Document text:
Print version ISSN 0103-5053On-line version ISSN 1678-4790

J. Braz. Chem. Soc. vol.11 n.5 São Paulo Sept./Oct. 2000

http://dx.doi.org/10.1590/S0103-50532000000500009 

Article

 

Electrochemical Studies of Copper in N-N, dimethylformamide in the Presence of Water, Ethanol and Acetic Acid as Additives

 

Reinaldo S. Gonçalvesa* and Alzira M. S. Luchob

aInstituto de Química da Universidade Federal do Rio Grande do Sul,
Av. Bento Gonçalves 9500, 91501-970, Porto Alegre - RS, Brazil.
bDepartamento de Química da Universidade Federal de Santa Maria, CP 5061,
97119-900, Santa Maria - RS, Brazil.

 

 

Neste trabalho são apresentados os resultados da avaliação do comportamento eletroquímico do eletrodo de cobre em N-N dimetilformamida na presença de água, etanol e ácido acético, por voltametria cíclica. O processo de eletrooxidação do eletrodo se inicia no potencial de -0,20 V(ECS). Durante a varredura anódica de potencial foram observados dois picos de oxidação, provavelmente associados às reações Cu ® Cu(I) e Cu ® Cu(II). A redução do óxido ficou caracterizada na varredura catódica. A presença, tanto de água como de etanol, aumenta a corrente de oxidação do metal, ao passo que a adição de ácido acético inibe este processo. A incidência de luz policromática diminue o perfil do voltamograma, indicando que são alterados os processos de interação entre a água e o metal.

Region annotation entries
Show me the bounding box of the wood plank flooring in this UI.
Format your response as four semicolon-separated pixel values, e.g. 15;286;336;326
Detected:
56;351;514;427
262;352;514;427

Problem details: From the copper electrochemistry article, return the passage starting with "Electrochemical Studies of" and going on through "Alegre - RS, Brazil.", copied word for word.

Solution for this exercise:
Electrochemical Studies of Copper in N-N, dimethylformamide in the Presence of Water, Ethanol and Acetic Acid as Additives

 

Reinaldo S. Gonçalvesa* and Alzira M. S. Luchob

aInstituto de Química da Universidade Federal do Rio Grande do Sul,
Av. Bento Gonçalves 9500, 91501-970, Porto Alegre - RS, Brazil.